§ **Consegne dell'esercizio**:
A - Ricopia parola per parola la parte del brano su Sassetta che comincia con "Dopo il ritorno" e finisce con "Papa Clemente VII.".
B - Rispondi alle seguenti domande sul brano su Sassetta.
(i) Per quale somma fu venduto al pubblico incanto il feudo sassetano il 21 novembre 1524?
(ii) In quale battaglia, e in quale anno, fu sconfitto definitivamente Filippo Strozzi?
(iii) Chi fu investito della Signoria di Sassetta da Cosimo dei Medici il 25 marzo 1539?
━━━ Brano selezionato ━━━
Già il 12 dicembre 1517, il Castello di Sassetta fu venduto all’incanto, e acquistato dal Capitolo dei Canonici di Firenze ; e infine, il 25 agosto 1520, un bargello fiorentino “con 50 cavalli leggeri” riuscì a catturare Ranieri, che si trovava “ne la Sassetta proprio”, avendo probabilmente ripreso possesso, verosimilmente in modo abusivo, di quello che rimaneva del suo Castello; e a Colazzi, poco fuori Firenze, Ranieri fu giustiziato ed ebbe definitivamente termine l’influenza della sua Casata su Sassetta.
Il 21 novembre del 1524, dopo il ripossessamento dai Canonici di Firenze (il prezzo pagato –appena 901 Scudi d’oro- era evidentemente lesivo, e il Fisco, appellatosi al nuovo papa Adriano VI, ne ottenne la restituzione), il feudo sassetano fu ancora venduto al pubblico incanto, stavolta per 2.400 fiorini d’oro; ma ancora non terminarono le peripezie, per Sassetta e per i suoi Signori.
Il nuovo acquirente era infatti Filippo di Filippo Strozzi, che aveva sposato Clarice figlia di Lorenzo il Magnifico, e che era in contrasto con il Duca Alessandro dei Medici, che poteva vantare una discendenza meno diretta dal Magnifico e che era assai meno apprezzato dai fiorentini, fino a che lo Strozzi promosse il secondo bando (la “terza cacciata”) dei Medici nel 1527.
Dopo il ritorno dei Medici gli Strozzi furono esiliati a Venezia, e Filippo, alla guida degli esuli antifiorentini, venne definitivamente sconfitto nella battaglia di Montemurlo (1537), e successivamente morì in prigione; quanto a Sassetta, si perse perfino la memoria di questi Signori, tanto che nei bandi successivi il feudo è citato solo come “stato possesso del Signor Ranieri e di altri Signori di detto locho”).
Il 25 Marzo 1539, Cosimo dei Medici investì della Signoria di Sassetta il Capitano Matteo Sabatini da Fabriano, che aveva partecipato alla difesa di Roma contro il Sacco dei Lanzichenecchi (1527), e che quindi era fedele alla Casata, cui apparteneva anche il Papa Clemente VII.
━━━ Dati forniti ━━━
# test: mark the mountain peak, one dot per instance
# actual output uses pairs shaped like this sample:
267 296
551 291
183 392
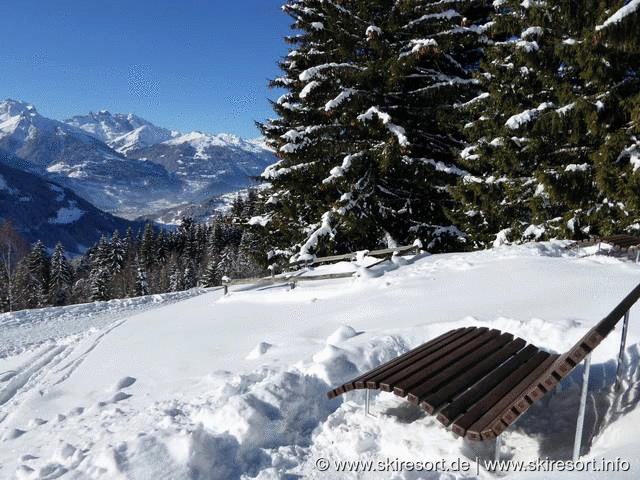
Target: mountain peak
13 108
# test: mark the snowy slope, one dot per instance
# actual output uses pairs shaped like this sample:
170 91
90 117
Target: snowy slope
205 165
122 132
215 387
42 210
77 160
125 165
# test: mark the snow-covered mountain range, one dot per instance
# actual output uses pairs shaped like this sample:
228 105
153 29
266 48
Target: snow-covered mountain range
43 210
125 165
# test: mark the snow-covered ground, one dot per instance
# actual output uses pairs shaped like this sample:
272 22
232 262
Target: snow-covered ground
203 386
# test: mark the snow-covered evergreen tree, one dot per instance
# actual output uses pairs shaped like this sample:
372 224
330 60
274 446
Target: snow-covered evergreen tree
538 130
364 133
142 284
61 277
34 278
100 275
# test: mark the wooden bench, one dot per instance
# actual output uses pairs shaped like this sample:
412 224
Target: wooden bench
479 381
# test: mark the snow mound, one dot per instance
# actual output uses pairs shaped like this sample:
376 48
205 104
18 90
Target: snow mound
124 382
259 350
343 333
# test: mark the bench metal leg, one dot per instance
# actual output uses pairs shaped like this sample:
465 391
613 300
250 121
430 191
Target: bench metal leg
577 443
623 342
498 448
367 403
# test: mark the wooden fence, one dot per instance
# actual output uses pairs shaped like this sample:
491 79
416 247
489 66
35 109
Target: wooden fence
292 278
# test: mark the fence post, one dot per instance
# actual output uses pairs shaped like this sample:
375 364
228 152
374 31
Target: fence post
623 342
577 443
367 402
━━━
§ **Risposte per consegna**:
A -
Dopo il ritorno dei Medici gli Strozzi furono esiliati a Venezia, e Filippo, alla guida degli esuli antifiorentini, venne definitivamente sconfitto nella battaglia di Montemurlo (1537), e successivamente morì in prigione; quanto a Sassetta, si perse perfino la memoria di questi Signori, tanto che nei bandi successivi il feudo è citato solo come “stato possesso del Signor Ranieri e di altri Signori di detto locho”).
Il 25 Marzo 1539, Cosimo dei Medici investì della Signoria di Sassetta il Capitano Matteo Sabatini da Fabriano, che aveva partecipato alla difesa di Roma contro il Sacco dei Lanzichenecchi (1527), e che quindi era fedele alla Casata, cui apparteneva anche il Papa Clemente VII.

B -
(i) Per 2.400 fiorini d'oro.
(ii) Nella battaglia di Montemurlo, nel 1537.
(iii) Il Capitano Matteo Sabatini da Fabriano.